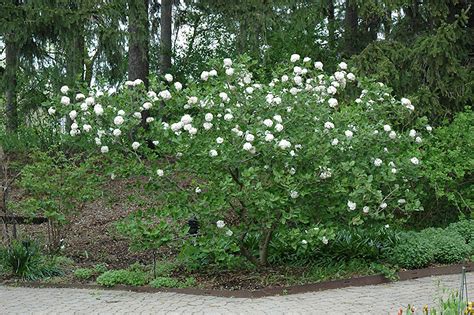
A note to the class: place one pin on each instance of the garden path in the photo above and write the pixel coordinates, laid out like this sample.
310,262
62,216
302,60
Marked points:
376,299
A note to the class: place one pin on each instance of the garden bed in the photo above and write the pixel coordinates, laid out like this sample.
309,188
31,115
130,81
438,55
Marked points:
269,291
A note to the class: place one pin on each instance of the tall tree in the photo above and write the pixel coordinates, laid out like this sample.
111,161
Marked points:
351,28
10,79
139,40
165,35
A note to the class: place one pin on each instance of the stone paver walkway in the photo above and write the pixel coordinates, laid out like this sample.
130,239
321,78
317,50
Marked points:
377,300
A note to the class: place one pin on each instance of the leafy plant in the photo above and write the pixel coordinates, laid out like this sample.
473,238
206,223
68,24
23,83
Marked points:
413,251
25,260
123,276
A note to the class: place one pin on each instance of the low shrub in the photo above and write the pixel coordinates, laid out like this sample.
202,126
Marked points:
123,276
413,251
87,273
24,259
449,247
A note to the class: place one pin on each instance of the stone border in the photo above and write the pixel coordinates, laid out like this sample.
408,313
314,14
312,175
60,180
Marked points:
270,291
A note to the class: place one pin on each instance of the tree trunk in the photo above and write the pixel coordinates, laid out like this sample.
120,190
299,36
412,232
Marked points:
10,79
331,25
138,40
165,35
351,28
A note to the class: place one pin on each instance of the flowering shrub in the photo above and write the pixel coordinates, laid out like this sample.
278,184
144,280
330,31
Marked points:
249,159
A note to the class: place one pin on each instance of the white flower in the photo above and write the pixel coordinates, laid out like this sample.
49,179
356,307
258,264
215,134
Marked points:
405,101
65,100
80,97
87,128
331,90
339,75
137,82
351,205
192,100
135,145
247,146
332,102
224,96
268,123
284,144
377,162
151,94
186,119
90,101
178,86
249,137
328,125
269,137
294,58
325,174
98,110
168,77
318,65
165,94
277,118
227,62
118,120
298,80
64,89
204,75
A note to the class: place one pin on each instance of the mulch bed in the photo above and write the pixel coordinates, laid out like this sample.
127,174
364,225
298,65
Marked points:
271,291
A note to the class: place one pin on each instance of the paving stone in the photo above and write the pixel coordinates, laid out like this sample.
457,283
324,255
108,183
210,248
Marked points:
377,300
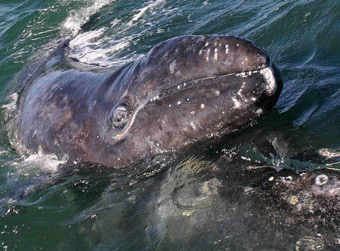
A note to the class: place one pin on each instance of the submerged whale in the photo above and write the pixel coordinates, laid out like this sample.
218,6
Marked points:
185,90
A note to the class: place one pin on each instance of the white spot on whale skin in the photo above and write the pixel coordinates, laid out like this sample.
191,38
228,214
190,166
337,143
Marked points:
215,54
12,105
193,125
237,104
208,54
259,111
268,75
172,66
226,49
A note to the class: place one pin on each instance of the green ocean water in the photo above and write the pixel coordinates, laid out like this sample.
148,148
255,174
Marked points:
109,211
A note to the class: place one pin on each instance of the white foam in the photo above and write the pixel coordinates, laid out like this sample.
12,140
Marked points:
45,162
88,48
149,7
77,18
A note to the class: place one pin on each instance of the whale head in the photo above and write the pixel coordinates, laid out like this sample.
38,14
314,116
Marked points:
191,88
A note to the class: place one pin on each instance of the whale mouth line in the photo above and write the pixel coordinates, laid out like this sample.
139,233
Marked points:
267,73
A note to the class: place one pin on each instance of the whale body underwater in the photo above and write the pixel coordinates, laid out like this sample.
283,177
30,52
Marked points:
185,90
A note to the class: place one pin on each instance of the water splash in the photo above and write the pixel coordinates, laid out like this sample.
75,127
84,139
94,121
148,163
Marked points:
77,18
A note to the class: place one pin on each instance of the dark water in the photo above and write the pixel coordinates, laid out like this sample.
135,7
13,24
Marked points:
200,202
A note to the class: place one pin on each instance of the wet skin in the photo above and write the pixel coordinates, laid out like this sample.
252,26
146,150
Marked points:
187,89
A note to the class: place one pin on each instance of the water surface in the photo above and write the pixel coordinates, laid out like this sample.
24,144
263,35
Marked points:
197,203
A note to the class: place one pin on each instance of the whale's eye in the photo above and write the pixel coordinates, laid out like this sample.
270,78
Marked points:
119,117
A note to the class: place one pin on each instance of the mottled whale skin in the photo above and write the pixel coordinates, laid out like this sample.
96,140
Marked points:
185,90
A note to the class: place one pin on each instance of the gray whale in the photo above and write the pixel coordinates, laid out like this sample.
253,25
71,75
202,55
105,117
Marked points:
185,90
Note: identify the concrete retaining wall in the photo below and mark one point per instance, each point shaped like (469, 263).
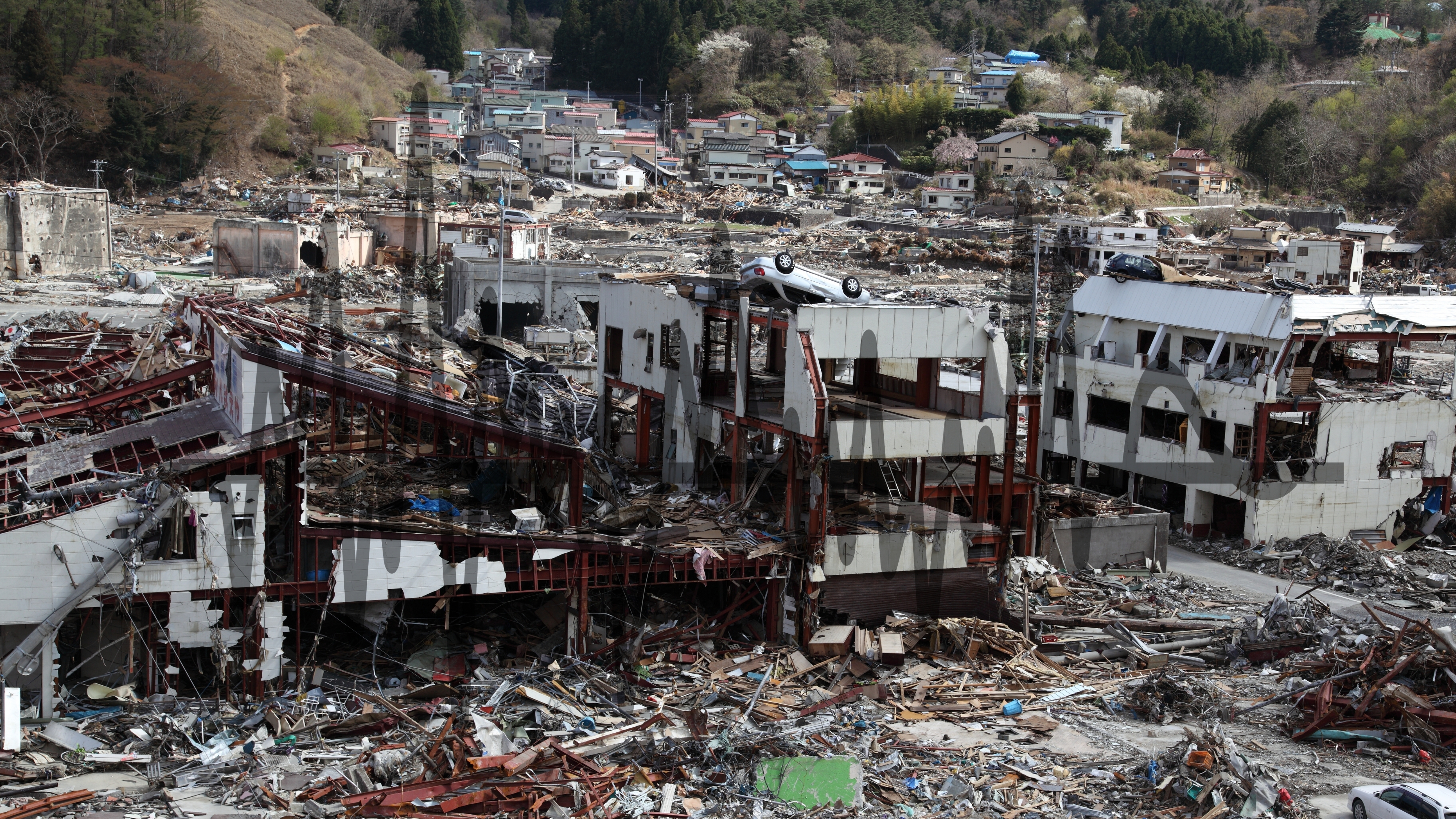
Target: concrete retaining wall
--*--
■ What the task asks:
Transcribe every record above exactly as written, leaving out any pictures.

■ The solution:
A note to the class: place one pin on each instance of the garden path in the photo above and write the pixel coordinates, laid out like this sample.
310,262
62,216
302,60
Marked points:
376,299
A note to the class: place one pin on each instance of the garden bed in the photo above and write the pixel coordinates, laid out like this sample.
309,188
31,115
130,81
438,55
Marked points:
269,291
A note to the class: place one pin on each instance of the tall tree in the photo above and write the pixel coordinates, laid out like this sample.
111,161
Marked points:
351,28
10,79
139,40
165,35
A note to the class: place one pin on each instance of the stone paver walkway in the photo above and write the pixel coordinates, laid out like this sample.
130,239
321,78
317,50
Marked points:
377,300
A note to the class: place one pin on each instance of the leafy plant in the photo above and write the pixel coordinates, laid out like this sample.
473,238
206,223
68,24
23,83
Marked points:
413,251
25,260
123,276
A note to the class: place one pin on each instance of the low shrub in the photo above and write the pixel coordinates, laid out like this sample.
202,126
Marked points:
123,276
413,251
87,273
24,259
449,247
A note to the class: place one pin on each instance of the stone border in the photo above and write the pixel coordinates, laid out like this sample.
408,313
314,14
312,175
60,180
Marked points:
270,291
A note to the class: place one pin on each instance of the tree trunk in the photo above and write the pixel coordinates, laid out like this sample.
120,190
299,36
412,232
Marked points:
10,79
331,25
138,40
165,35
351,28
A note to the class: place one pin on each instance of the flowering shrub in the photo above and write the pixel coordinates, laid out like this sample.
278,184
144,280
330,31
Marked points:
249,159
A note to the class: place one pin on each instance of the white flower in the photo above and write the pixel coordinates, laid out like this sample.
49,179
356,307
258,264
215,134
Marked points:
405,101
65,100
80,97
87,128
331,90
339,75
137,82
351,205
192,100
135,145
247,146
332,102
224,96
268,123
284,144
377,162
151,94
186,119
90,101
178,86
249,137
328,125
269,137
294,58
325,174
98,110
168,77
318,65
165,94
277,118
227,62
118,120
298,80
64,89
204,75
A note to the class: place one pin on each instance of the mulch bed in the photo above and write the pixel coordinates, laid out like this sample.
127,174
364,225
298,65
Marked points:
271,291
A note to the class: place one pin on each instance of the paving stone in the photo above and write the pixel coordinates, laid out like this sample.
457,283
324,255
108,183
210,248
Marked points:
377,300
A note to the class: place one pin on each instance of the submerged whale in the photo above and write the pixel coordinates, laid out like this sample.
218,6
Marked points:
185,90
A note to the class: place one pin on each instance of the white spot on whale skin in the photo above and write the pixel coordinates, laid out like this sample.
191,38
228,214
190,166
337,143
Marked points:
215,54
12,105
193,125
237,104
208,54
259,111
268,75
172,66
226,49
A note to the class: place one pin on each instance of the green ocean water in the photo above and write the pixel coordinates, laid out like this sample.
148,148
255,174
Marked points:
109,211
A note to the class: place one pin on each instance of the white foam in the photo above and write the pixel coordinates, laid out like this sample.
12,140
Marked points:
45,162
88,48
149,7
77,18
A note to the class: place one pin on each instance of the whale head in the photo above and write the pixel coordinates, laid out like this sample.
38,14
314,116
Marked points:
191,88
A note to the class: place one pin on each instance of the whale mouth line in the photo above and write the pixel coordinates, laid out like this sample.
139,233
Marked points:
267,73
A note to the class: place one pin on each instance of the whale body underwater in the photo above and write the pixel coordinates, laid out like this sample.
283,177
30,52
Marked points:
185,90
A note to the class: place one pin on each instance of the water splash in the photo above and write the pixel coordinates, laid out like this sample.
75,127
84,139
94,121
148,163
Marked points:
77,18
A note to the class: place one pin on each instance of the dark water in the photo above and write the pixel coordinates, laid out like this sample.
135,7
13,24
Marked points:
200,202
A note to the class: place one pin on each instance of the wet skin in the photo above and write the pixel coordinates, laid out like this sample.
252,26
146,150
Marked points:
187,89
A note to the class: place one pin on each instance of the water surface in the photo above and write the pixel coordinates, laid out like this sample.
24,144
263,35
Marked points:
197,203
A note to the class: place one pin on each instance of the whale's eye in the photo above and write the pixel coordinates, laid out like this sample.
270,78
Marked points:
119,117
A note to the class: place one pin on each instance of the mottled whale skin in the photo above and write the pixel coordinates, laid out like this sample.
96,140
Marked points:
185,90
A note to the class: place one pin on each instance of the gray whale in the photo above and write the pixel coordinates, laid out like this sample.
253,25
71,75
202,55
105,117
Marked points:
185,90
Note: identify the concrete retaining wall in the photo below and mark one point per instance, each point shaped like (469, 263).
Target: concrete retaining wall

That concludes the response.